Instruction 1:
Edit everything in the cheat sheet from "11. AWS Service" down to "RDS / Aurora (Postgres-compatible)", putting "Blob storage" wherever "Object storage" appears.
Instruction 2:
According to the cheat sheet, which Redis eviction policy should be used for queues?

-- start of Extracted text --

10. Redis Data Structures & Use Cases

Type Core commands Use cases
String GET/SET/INCR/SETEX cache, counters, rate limiter, sessions, distributed lock (SET NX PX)
Hash HSET/HGET/HGETALL object/record cache (fields), shopping cart
List LPUSH/RPOP/LRANGE/BLPOP queues, recent items, simple job queue (use Streams instead for reliability)
Set SADD/SISMEMBER/SINTER tags, unique visitors, relationships, dedup
Sorted Set (ZSet) ZADD/ZRANGE/ZRANGEBYSCORE leaderboards, priority queues, rate limiting windows, time-ordered feeds
Stream XADD/XREAD/XACK/XAUTOCLAIM durable event log, consumer groups (Kafka-lite), at-least-once delivery
HyperLogLog PFADD/PFCOUNT approximate unique counts (cardinality) at ~12 KB fixed
Bitmap SETBIT/BITCOUNT/BITOP daily active users, feature flags per-user, presence
Geo GEOADD/GEOSEARCH nearby-search, location features

Senior notes: Redis is single-threaded for commands — avoid O(n) commands (KEYS, big SMEMBERS) on large keys; use SCAN. Set TTLs to bound memory; pick an eviction policy (allkeys-lru for cache, noeviction for queues). For distributed locks across nodes, plain SET NX is fine for most cases; Redlock only when you truly need multi-master safety (and understand its caveats).


11. AWS Service Cheat-Map

Category Need Service
Compute VMs EC2
Containers (managed) ECS (Fargate = serverless), EKS (k8s)
Functions Lambda
Storage Object storage S3
Block storage (disks) EBS
Shared file system EFS
Archive S3 Glacier
Database Managed relational (Postgres) RDS / Aurora (Postgres-compatible)
Key-value / wide-column DynamoDB
In-memory cache ElastiCache (Redis/Memcached)
Data warehouse Redshift
Messaging Pub/sub fan-out SNS
Queue (point-to-point) SQS (FIFO for ordering/dedup)
Managed Kafka MSK
Event bus / routing EventBridge
Streaming Kinesis Data Streams
Networking DNS Route 53
CDN CloudFront
Load balancer ALB (L7) / NLB (L4)
Private network VPC
API front door API Gateway
Ops/Security Secrets Secrets Manager / SSM Parameter Store
Identity/permissions IAM
Metrics/logs/alarms CloudWatch
Tracing X-Ray

E-commerce mapping (this role): ALB → ECS/Fargate Go services → RDS Aurora Postgres + ElastiCache Redis; MSK for the event backbone; S3 for assets/exports; SNS+SQS or EventBridge for fan-out notifications; Secrets Manager for credentials; CloudWatch + X-Ray for observability.

-- end of Extracted text --
-- start of Information given --

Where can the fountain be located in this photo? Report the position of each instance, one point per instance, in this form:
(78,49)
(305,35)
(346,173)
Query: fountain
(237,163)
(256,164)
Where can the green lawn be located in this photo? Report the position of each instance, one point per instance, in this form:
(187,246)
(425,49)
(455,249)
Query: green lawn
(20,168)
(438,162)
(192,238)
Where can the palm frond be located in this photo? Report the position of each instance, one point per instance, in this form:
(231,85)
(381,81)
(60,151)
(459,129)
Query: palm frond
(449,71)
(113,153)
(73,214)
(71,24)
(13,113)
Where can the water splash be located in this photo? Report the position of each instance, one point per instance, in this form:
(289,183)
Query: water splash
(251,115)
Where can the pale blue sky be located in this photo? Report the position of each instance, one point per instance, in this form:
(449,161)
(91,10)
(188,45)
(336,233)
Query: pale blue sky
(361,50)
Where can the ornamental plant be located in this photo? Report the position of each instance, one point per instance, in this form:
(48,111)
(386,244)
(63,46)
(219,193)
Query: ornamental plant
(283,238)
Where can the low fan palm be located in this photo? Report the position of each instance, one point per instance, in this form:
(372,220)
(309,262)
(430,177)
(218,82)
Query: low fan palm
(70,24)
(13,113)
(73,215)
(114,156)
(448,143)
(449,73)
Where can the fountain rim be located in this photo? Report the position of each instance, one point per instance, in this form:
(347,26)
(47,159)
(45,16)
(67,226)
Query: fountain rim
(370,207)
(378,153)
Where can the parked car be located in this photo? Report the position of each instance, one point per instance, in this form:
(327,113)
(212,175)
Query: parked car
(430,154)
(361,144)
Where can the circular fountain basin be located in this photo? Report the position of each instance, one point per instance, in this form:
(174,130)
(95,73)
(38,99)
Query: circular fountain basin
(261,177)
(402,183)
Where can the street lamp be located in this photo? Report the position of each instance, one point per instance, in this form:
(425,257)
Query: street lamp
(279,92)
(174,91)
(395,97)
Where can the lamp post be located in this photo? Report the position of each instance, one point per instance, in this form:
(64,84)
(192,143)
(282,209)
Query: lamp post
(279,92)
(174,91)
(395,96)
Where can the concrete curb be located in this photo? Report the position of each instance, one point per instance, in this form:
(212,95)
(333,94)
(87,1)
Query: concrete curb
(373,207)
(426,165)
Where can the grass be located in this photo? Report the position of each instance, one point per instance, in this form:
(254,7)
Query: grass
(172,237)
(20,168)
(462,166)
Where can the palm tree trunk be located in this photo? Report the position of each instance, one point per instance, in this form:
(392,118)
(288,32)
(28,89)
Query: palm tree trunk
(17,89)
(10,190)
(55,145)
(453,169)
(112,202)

-- end of Information given --

Complete response 1:
11. AWS Service Cheat-Map

Category Need Service
Compute VMs EC2
Containers (managed) ECS (Fargate = serverless), EKS (k8s)
Functions Lambda
Storage Blob storage S3
Block storage (disks) EBS
Shared file system EFS
Archive S3 Glacier
Database Managed relational (Postgres) RDS / Aurora (Postgres-compatible)

Complete response 2:
noeviction